— PROBLEM TO SOLVE —
Copy the records below word for word, with every line unchanged.

— DATA LINES —
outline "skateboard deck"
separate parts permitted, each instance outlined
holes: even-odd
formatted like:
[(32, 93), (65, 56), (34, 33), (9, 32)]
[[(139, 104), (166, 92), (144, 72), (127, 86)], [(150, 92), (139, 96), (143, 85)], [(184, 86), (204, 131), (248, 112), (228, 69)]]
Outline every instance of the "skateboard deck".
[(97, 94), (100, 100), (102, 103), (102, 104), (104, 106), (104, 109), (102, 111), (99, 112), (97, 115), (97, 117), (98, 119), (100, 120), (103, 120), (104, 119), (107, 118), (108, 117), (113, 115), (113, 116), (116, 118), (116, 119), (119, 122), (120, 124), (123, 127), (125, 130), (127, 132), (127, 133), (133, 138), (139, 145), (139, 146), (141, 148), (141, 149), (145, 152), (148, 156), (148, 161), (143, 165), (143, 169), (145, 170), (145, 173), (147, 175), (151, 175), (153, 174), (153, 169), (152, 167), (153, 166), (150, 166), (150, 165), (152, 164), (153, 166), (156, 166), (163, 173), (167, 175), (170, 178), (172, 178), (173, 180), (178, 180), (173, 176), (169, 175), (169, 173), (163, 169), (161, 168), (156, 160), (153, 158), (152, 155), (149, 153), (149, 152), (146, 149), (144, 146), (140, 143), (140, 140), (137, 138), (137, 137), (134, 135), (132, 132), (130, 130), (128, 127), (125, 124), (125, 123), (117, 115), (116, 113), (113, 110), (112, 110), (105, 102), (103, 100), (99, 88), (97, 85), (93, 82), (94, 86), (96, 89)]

— ANSWER TO THIS PROBLEM —
outline "skateboard deck"
separate parts permitted, each instance outlined
holes: even-odd
formatted like:
[(32, 93), (65, 56), (34, 33), (9, 32)]
[[(139, 104), (166, 92), (144, 72), (127, 86)], [(150, 92), (139, 96), (143, 85)], [(184, 86), (204, 131), (248, 112), (228, 69)]]
Outline every instance of the "skateboard deck".
[(97, 94), (100, 100), (102, 103), (102, 104), (104, 106), (104, 109), (102, 111), (99, 112), (97, 115), (97, 117), (98, 119), (100, 120), (103, 120), (104, 119), (107, 118), (108, 117), (113, 115), (113, 116), (116, 118), (116, 119), (119, 122), (120, 124), (123, 127), (125, 130), (127, 132), (127, 133), (133, 138), (139, 145), (139, 146), (141, 148), (141, 149), (145, 152), (148, 156), (148, 161), (143, 165), (143, 169), (145, 170), (145, 173), (147, 175), (151, 175), (153, 174), (153, 169), (152, 167), (153, 166), (150, 166), (150, 165), (152, 164), (153, 166), (156, 166), (163, 173), (167, 175), (170, 178), (172, 178), (173, 180), (178, 180), (173, 176), (169, 175), (169, 173), (163, 169), (161, 168), (156, 160), (153, 158), (152, 155), (149, 153), (149, 152), (146, 149), (144, 146), (140, 143), (140, 140), (137, 138), (137, 137), (134, 135), (132, 132), (130, 130), (128, 127), (125, 124), (125, 123), (117, 115), (116, 113), (113, 110), (112, 110), (105, 102), (103, 100), (99, 88), (97, 85), (93, 82), (94, 86), (96, 89)]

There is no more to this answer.